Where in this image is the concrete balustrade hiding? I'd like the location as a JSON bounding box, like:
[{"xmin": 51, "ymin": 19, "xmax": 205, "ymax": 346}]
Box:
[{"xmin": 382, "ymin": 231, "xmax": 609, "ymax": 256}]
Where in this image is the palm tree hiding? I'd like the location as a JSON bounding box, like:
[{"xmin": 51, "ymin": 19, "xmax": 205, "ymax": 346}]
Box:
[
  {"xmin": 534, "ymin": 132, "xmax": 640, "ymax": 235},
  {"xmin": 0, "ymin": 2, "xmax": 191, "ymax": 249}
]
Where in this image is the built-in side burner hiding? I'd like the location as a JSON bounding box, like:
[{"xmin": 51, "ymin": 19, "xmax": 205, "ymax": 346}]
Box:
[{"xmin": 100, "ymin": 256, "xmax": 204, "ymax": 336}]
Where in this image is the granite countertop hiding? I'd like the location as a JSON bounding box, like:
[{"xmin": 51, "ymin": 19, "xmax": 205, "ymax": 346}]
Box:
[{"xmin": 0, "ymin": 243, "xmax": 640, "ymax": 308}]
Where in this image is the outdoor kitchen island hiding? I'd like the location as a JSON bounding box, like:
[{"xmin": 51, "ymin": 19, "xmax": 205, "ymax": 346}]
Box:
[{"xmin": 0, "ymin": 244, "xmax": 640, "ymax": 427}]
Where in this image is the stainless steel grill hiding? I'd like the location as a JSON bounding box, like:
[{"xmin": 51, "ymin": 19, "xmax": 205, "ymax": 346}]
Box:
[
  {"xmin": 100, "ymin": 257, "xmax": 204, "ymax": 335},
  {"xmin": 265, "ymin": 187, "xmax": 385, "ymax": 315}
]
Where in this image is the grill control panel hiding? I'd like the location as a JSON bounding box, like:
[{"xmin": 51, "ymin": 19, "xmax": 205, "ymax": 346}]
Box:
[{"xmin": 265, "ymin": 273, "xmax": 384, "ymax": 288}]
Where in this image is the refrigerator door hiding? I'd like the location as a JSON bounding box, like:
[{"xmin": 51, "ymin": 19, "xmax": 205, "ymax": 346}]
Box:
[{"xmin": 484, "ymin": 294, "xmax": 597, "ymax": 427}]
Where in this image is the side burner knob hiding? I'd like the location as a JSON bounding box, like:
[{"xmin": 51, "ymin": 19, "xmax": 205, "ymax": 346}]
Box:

- Directions -
Rewrite all the entries above, substituting "located" for each occurrence of "hiding" and keeping every other character unchanged.

- Output -
Where in this image is the concrete balustrade located? I'd like the location as a JSON bounding box, like:
[{"xmin": 51, "ymin": 19, "xmax": 205, "ymax": 346}]
Box:
[{"xmin": 382, "ymin": 231, "xmax": 609, "ymax": 256}]
Where in this image is the palm tree located? I'd like the location as a JSON bounding box, like:
[{"xmin": 51, "ymin": 19, "xmax": 205, "ymax": 346}]
Box:
[
  {"xmin": 534, "ymin": 132, "xmax": 640, "ymax": 235},
  {"xmin": 0, "ymin": 2, "xmax": 191, "ymax": 249}
]
Where in this image is the built-in side burner located? I'd like the location as a JSON bounding box, like:
[{"xmin": 51, "ymin": 19, "xmax": 205, "ymax": 346}]
Box:
[{"xmin": 100, "ymin": 256, "xmax": 204, "ymax": 336}]
Where in this image is the granite countertop located? I'd like the location as a JSON bounding box, like:
[{"xmin": 51, "ymin": 19, "xmax": 205, "ymax": 346}]
Box:
[{"xmin": 0, "ymin": 243, "xmax": 640, "ymax": 308}]
Where in this image is the outdoor kitchen island located? I'd like the location as a JSON bounding box, like:
[{"xmin": 51, "ymin": 19, "xmax": 205, "ymax": 346}]
Box:
[{"xmin": 0, "ymin": 244, "xmax": 640, "ymax": 427}]
Where in this image is the stainless steel grill located? I'd like the location as a JSON bounding box, like:
[{"xmin": 51, "ymin": 19, "xmax": 205, "ymax": 346}]
Box:
[
  {"xmin": 100, "ymin": 257, "xmax": 204, "ymax": 335},
  {"xmin": 265, "ymin": 187, "xmax": 385, "ymax": 315}
]
Where in this image is the grill control panel located? I'd like the location as a JSON bounding box, like:
[{"xmin": 51, "ymin": 19, "xmax": 205, "ymax": 346}]
Box:
[{"xmin": 265, "ymin": 273, "xmax": 384, "ymax": 288}]
Where in this image is the refrigerator door located? I'd like the location as a JSON bounding box, like:
[{"xmin": 51, "ymin": 19, "xmax": 205, "ymax": 346}]
Box:
[{"xmin": 484, "ymin": 294, "xmax": 597, "ymax": 427}]
Where in this image is the side burner knob located? I'd like the location as a JSON bounding box, like:
[{"xmin": 51, "ymin": 19, "xmax": 205, "ymax": 346}]
Box:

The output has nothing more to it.